■ **Tâches**:
A. Recopiez le passage du jugement compris entre « [1]               VU que » et « N-méthyl méthylènedioxy-3,4 amphétamine. », inclus, en renommant « Edmonton » en « Calgary ».
B. Trouvez et recopiez chaque ligne qui contient le mot « white », en respectant les majuscules et les minuscules.

Cour d'appel de la cour martiale

Informations sur la décision

Contenu de la décision

 

Date : 20081202

Dossier : CMAC-504

CORAM: LE JUGE EN CHEF BLANCHARD

LA JUGE DAWSON

LA JUGE HANSEN

 

 

 

ENTRE :

 

EX-CAPORAL BEEK, D.D.

appelant

 

et

 

SA MAJESTÉ LA REINE

intimée

 

 

 

JUGEMENT

 

[1]               VU que l'appelant, l'ex-caporal Beek, a été accusé, le 28 février 2005, conformément à l'article 130 de la Loi sur la défense nationale (la LDN) et en vertu du paragraphe 5(1) de la Loi réglementant certaines drogues et autres substances, de neuf chefs de trafic de stupéfiants, à savoir :

Première accusation

Entre le 1er mai 2003 et le 24 juin 2003, à Edmonton, ou dans les environs d'Edmonton, province d'Alberta, l'accusé a fait le trafic d'une substance inscrite à l'annexe III, à savoir le N-méthyl méthylènedioxy-3,4 amphétamine.

 

Deuxième accusation

Le ou vers le 15 juin 2004, à Edmonton, ou dans les environs d'Edmonton, province d'Alberta, l'accusé a fait le trafic d'une substance inscrite à l'annexe III, à savoir le N‑méthyl méthylènedioxy-3,4 amphétamine.

 

Troisième accusation

Le ou vers le 15 juin 2004, à Edmonton, ou dans les environs d'Edmonton, province d'Alberta, l'accusé a fait le trafic d'une substance inscrite à l'annexe I, à savoir la cocaïne.

 

Quatrième accusation

Le ou vers le 17 juin 2004, à Edmonton, ou dans les environs d'Edmonton, province d'Alberta, l'accusé a fait le trafic d'une substance inscrite à l'annexe III, à savoir le N‑méthyl méthylènedioxy-3,4 amphétamine.

 

Cinquième accusation

Le ou vers le 17 juin 2004, à Edmonton, ou dans les environs d'Edmonton, province d'Alberta, l'accusé a fait le trafic d'une substance inscrite à l'annexe I, à savoir la cocaïne.

■ **Données d'étiquetage par coordonnées**:
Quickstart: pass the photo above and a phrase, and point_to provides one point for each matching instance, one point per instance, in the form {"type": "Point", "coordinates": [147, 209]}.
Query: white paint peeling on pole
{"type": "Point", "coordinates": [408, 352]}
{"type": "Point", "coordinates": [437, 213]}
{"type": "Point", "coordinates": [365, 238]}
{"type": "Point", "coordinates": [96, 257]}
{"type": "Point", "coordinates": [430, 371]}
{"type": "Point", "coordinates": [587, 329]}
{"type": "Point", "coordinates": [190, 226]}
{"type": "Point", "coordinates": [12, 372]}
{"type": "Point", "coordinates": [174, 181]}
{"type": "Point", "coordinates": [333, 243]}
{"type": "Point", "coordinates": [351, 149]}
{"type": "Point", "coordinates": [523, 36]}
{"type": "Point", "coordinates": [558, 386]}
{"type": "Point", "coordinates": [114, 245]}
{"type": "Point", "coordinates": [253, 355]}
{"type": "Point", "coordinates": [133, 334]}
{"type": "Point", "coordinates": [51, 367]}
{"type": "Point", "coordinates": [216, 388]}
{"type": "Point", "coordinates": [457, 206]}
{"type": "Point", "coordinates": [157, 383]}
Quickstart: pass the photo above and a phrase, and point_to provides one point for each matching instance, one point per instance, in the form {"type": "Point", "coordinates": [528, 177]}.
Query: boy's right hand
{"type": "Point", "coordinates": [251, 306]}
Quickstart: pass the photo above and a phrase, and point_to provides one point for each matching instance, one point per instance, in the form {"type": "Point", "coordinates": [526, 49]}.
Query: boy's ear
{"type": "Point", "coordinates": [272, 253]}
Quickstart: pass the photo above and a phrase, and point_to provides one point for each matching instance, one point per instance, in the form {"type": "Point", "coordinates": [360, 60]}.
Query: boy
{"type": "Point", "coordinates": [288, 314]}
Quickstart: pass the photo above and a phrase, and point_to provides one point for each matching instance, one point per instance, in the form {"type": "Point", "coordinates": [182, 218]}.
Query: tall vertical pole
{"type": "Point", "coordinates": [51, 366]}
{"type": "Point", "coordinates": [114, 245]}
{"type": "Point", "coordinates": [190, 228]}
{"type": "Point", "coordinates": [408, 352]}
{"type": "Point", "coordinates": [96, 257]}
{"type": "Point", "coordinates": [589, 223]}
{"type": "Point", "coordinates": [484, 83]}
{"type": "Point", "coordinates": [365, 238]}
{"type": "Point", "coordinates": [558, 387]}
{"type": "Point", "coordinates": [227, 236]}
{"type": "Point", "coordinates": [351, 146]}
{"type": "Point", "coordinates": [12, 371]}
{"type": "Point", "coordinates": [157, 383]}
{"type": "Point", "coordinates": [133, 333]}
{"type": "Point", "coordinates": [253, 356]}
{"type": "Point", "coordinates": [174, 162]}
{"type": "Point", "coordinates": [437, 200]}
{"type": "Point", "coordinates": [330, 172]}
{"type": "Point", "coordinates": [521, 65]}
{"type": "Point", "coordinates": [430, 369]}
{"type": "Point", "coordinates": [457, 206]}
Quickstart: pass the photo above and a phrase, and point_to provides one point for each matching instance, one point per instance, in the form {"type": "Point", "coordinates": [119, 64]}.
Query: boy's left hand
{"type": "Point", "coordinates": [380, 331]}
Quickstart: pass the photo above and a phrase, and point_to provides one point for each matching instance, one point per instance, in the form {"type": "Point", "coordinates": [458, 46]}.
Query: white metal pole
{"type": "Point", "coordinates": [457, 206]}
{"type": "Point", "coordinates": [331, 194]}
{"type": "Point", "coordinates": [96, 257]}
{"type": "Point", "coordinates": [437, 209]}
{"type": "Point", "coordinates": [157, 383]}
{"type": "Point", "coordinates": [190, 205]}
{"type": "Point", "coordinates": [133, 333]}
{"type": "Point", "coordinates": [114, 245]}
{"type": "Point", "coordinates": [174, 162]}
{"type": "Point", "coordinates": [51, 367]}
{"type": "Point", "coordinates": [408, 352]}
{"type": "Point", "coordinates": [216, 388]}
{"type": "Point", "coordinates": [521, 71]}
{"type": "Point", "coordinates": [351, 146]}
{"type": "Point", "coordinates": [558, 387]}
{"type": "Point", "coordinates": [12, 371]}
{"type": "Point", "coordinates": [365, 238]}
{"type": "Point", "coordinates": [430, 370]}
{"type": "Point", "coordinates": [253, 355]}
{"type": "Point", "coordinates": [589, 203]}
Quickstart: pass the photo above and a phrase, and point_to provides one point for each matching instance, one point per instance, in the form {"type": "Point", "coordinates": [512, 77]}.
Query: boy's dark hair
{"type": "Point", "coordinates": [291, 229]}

■ **Réponses par tâche**:
A.
[1]               VU que l'appelant, l'ex-caporal Beek, a été accusé, le 28 février 2005, conformément à l'article 130 de la Loi sur la défense nationale (la LDN) et en vertu du paragraphe 5(1) de la Loi réglementant certaines drogues et autres substances, de neuf chefs de trafic de stupéfiants, à savoir :

Première accusation

Entre le 1er mai 2003 et le 24 juin 2003, à Calgary, ou dans les environs d'Calgary, province d'Alberta, l'accusé a fait le trafic d'une substance inscrite à l'annexe III, à savoir le N-méthyl méthylènedioxy-3,4 amphétamine.

B.
Query: white paint peeling on pole
Query: white metal pole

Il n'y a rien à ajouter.